* Work to complete *
Filter the data below down to the lines that contain the string "provide", and copy each of those lines in full. The match is case-sensitive.
▶
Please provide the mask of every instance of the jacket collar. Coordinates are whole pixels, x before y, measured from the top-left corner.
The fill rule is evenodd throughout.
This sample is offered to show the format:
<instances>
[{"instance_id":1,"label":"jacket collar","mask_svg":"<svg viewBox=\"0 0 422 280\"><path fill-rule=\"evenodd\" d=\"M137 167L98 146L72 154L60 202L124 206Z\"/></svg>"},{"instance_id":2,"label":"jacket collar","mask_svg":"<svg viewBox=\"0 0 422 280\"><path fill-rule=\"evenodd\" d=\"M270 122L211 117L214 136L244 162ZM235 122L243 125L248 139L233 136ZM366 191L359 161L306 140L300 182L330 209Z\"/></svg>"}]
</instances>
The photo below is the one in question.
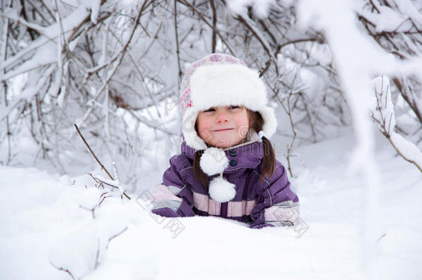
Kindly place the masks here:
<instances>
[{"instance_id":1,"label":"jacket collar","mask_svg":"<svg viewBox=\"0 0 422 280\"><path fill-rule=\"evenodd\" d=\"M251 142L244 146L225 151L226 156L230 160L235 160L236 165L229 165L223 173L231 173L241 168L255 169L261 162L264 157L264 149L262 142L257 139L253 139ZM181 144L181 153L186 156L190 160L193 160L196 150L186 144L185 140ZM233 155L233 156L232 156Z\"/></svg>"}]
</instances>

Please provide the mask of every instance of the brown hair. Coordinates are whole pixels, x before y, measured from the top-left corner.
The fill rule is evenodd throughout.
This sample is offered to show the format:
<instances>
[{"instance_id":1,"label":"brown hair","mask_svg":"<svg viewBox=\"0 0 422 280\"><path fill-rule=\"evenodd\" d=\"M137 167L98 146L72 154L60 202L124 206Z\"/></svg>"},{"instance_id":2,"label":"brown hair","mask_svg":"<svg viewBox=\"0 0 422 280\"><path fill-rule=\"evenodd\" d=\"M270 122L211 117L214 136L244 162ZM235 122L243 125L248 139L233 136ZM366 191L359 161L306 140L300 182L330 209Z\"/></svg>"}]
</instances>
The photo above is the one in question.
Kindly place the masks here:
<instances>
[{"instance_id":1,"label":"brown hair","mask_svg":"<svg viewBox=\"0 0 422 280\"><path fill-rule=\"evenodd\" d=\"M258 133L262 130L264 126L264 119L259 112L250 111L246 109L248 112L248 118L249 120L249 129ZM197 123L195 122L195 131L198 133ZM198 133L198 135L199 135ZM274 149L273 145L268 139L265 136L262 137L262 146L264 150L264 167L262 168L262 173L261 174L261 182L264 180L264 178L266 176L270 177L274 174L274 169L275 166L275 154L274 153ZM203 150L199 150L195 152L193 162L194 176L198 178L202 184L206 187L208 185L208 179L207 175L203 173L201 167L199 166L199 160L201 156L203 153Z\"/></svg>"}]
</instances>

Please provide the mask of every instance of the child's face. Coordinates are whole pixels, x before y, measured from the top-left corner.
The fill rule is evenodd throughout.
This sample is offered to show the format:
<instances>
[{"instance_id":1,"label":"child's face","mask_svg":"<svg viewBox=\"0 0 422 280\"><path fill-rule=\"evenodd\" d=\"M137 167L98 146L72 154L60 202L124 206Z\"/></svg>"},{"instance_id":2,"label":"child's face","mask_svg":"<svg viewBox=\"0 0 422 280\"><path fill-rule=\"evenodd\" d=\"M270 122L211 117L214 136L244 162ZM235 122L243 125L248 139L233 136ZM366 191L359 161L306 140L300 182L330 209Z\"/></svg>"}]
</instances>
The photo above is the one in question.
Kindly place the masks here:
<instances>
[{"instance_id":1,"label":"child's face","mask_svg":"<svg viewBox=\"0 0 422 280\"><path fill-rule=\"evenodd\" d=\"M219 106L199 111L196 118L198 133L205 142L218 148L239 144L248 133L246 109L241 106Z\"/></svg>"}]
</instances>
◀
▶
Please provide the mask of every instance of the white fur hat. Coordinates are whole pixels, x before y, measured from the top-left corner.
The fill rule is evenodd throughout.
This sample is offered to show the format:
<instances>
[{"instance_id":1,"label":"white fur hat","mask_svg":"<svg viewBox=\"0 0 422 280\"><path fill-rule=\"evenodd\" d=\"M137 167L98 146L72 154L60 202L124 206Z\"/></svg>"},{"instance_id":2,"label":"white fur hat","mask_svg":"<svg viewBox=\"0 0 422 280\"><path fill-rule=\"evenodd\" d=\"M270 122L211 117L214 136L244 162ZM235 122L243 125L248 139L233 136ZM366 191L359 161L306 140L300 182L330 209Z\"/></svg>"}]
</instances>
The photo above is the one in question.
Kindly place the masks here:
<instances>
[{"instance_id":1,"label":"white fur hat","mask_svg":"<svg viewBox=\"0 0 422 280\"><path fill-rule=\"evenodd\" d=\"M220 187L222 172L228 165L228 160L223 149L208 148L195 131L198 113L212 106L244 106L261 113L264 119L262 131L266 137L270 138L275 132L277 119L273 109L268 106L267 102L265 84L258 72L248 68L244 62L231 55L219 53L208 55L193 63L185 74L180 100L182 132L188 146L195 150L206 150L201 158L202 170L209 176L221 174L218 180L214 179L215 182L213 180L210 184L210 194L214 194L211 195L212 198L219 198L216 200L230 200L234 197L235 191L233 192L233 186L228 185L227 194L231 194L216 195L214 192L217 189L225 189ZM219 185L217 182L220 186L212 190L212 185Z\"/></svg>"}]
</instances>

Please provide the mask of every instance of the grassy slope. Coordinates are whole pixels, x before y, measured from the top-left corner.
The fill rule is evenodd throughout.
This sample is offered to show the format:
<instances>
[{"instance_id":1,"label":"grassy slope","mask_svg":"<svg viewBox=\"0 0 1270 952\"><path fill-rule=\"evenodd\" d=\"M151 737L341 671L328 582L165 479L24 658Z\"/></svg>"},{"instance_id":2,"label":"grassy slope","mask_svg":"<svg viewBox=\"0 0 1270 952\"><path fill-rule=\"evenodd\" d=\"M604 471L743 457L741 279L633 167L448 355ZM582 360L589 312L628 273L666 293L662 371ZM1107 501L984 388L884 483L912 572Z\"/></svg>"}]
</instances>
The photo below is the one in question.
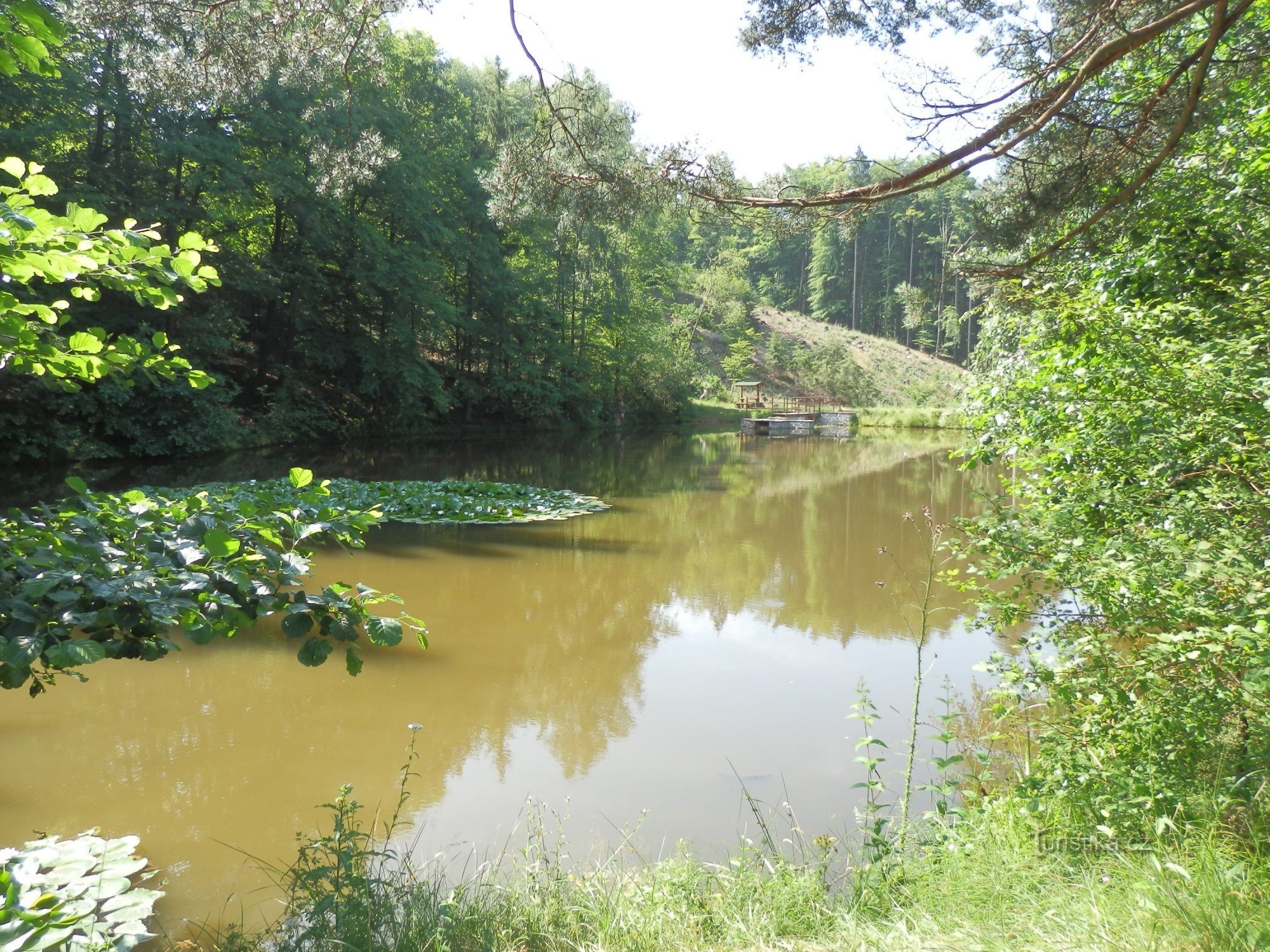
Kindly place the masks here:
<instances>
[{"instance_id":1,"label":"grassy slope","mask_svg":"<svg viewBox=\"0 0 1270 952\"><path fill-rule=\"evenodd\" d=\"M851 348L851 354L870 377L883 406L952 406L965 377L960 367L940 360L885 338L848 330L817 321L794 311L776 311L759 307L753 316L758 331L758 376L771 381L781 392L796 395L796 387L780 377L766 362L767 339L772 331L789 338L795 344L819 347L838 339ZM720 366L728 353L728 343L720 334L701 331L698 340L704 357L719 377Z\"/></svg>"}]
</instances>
◀
* Exercise result *
Please provide the mask of every instance of the jacket collar. Coordinates are whole pixels, x before y, measured from the top-left corner.
Please provide the mask of every instance of the brown hair. Coordinates are whole pixels, x before y, measured from the top-left corner.
Please provide the mask of every instance of the child's face. Coordinates are whole pixels, x before y, measured from the top-left corner.
Please provide the mask of every instance of the white fur hat. Coordinates are whole pixels, x before y, measured from the top-left corner.
Please provide the mask of every instance of the grassy slope. Coordinates are whole pixels, x before y, measured from the top-left corner.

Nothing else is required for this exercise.